### WRITTEN REQUEST A
Translate this sentence from the memory allocation patch into Spanish: "Move to memblock.h at a point where we remove nobootmem.c"

### EXCERPTED PASSAGE

======

A new version of memblock_virt_alloc_* allocations:
- Does not zero the allocated memory
- Does not panic if request cannot be satisfied

Signed-off-by: Pavel Tatashin <pasha.tatashin@oracle.com>
Reviewed-by: Shannon Nelson <shannon.nelson@oracle.com>
---
 include/linux/bootmem.h |    3 +++
 mm/memblock.c           |   46 +++++++++++++++++++++++++++++++++++++++-------
 2 files changed, 42 insertions(+), 7 deletions(-)

diff --git a/include/linux/bootmem.h b/include/linux/bootmem.h
index dbaf312..b61ea10 100644
--- a/include/linux/bootmem.h
+++ b/include/linux/bootmem.h
@@ -160,6 +160,9 @@ extern int reserve_bootmem_node(pg_data_t *pgdat,
 #define BOOTMEM_ALLOC_ANYWHERE		(~(phys_addr_t)0)
 
 /* FIXME: Move to memblock.h at a point where we remove nobootmem.c */
+void *memblock_virt_alloc_try_nid_raw(phys_addr_t size, phys_addr_t align,
+				      phys_addr_t min_addr,
+				      phys_addr_t max_addr, int nid);
 void *memblock_virt_alloc_try_nid_nopanic(phys_addr_t size,
 		phys_addr_t align, phys_addr_t min_addr,
 		phys_addr_t max_addr, int nid);
diff --git a/mm/memblock.c b/mm/memblock.c
index 696f06d..7fdc555 100644
--- a/mm/memblock.c
+++ b/mm/memblock.c
@@ -1271,7 +1271,7 @@ phys_addr_t __init memblock_alloc_try_nid(phys_addr_t size, phys_addr_t align, i
 static void * __init memblock_virt_alloc_internal(
 				phys_addr_t size, phys_addr_t align,
 				phys_addr_t min_addr, phys_addr_t max_addr,
-				int nid)
+				int nid, bool zero)
 {
 	phys_addr_t alloc;
 	void *ptr;
@@ -1322,7 +1322,8 @@ phys_addr_t __init memblock_alloc_try_nid(phys_addr_t size, phys_addr_t align, i
 	return NULL;
 done:
 	ptr = phys_to_virt(alloc);
-	memset(ptr, 0, size);
+	if (zero)
+		memset(ptr, 0, size);
 
 	/*
 	 * The min_count is set to 0 so that bootmem allocated blocks
@@ -1336,6 +1337,37 @@ phys_addr_t __init memblock_alloc_try_nid(phys_addr_t size, phys_addr_t align, i
 }
 
 /**
+ * memblock_virt_alloc_try_nid_raw - allocate boot memory block without zeroing
+ * memory and without panicking
+ * @size: size of memory block to be allocated in bytes
+ * @align: alignment of the region and block's size
+ * @min_addr: the lower bound of the memory region from where the allocation
+ *	  is preferred (phys address)

======

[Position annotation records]
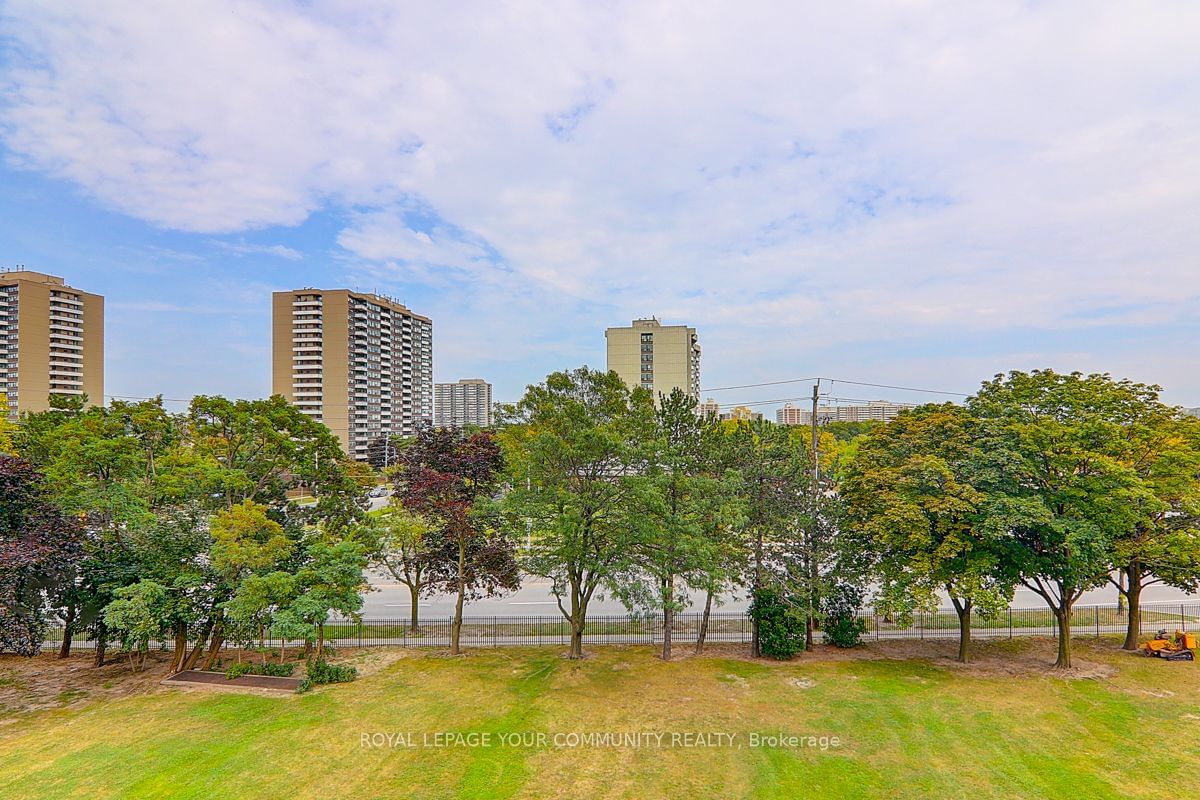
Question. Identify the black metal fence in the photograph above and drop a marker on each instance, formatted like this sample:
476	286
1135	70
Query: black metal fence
723	627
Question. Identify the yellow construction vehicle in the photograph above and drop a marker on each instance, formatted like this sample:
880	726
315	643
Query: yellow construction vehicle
1181	647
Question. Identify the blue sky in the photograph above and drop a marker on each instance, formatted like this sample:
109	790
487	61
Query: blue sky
924	193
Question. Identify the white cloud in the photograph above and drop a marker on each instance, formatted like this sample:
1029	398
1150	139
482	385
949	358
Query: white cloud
244	248
773	173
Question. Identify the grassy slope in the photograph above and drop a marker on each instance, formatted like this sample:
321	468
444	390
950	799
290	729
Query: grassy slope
911	729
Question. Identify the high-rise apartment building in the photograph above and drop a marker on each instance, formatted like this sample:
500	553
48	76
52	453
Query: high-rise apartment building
792	415
742	413
655	356
466	402
359	362
52	341
876	410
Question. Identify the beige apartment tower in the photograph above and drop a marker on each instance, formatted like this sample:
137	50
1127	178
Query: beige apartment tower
655	356
466	402
361	364
52	342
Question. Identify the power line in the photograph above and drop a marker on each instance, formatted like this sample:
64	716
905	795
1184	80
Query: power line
769	383
837	380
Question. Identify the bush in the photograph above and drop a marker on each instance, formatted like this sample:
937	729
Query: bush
322	672
781	624
239	669
247	668
276	671
843	625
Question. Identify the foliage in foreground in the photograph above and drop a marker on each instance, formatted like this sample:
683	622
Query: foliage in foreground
781	623
321	672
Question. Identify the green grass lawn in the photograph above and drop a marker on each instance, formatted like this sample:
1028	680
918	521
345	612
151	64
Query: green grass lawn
909	728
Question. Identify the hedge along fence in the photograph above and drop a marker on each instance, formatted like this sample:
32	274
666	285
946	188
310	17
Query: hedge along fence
723	627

======

### WRITTEN REQUEST B
Rewrite only the records from the line that contains "Question. Identify the foliage" through the end of the records, with the requests kept in place and every marker coordinate in the answers increased by 131.

### EXERCISE RESULT A
Mover a memblock.h en el momento en que eliminemos nobootmem.c

### EXERCISE RESULT B
Question. Identify the foliage in foreground in the photograph above and drop a marker on each instance, formatted like this sample:
683	622
Query: foliage in foreground
912	754
452	803
Question. Identify the green grass lawn in the photograph above and drop a marker on each instance, formatted like this sample:
1028	680
918	521
345	612
151	64
Query: green grass lawn
1040	859
Question. Identify the hedge along fence in the photograph above and drop a marker on each instance, formatted like this sample:
32	274
666	285
946	188
310	17
Query: hedge along fence
854	758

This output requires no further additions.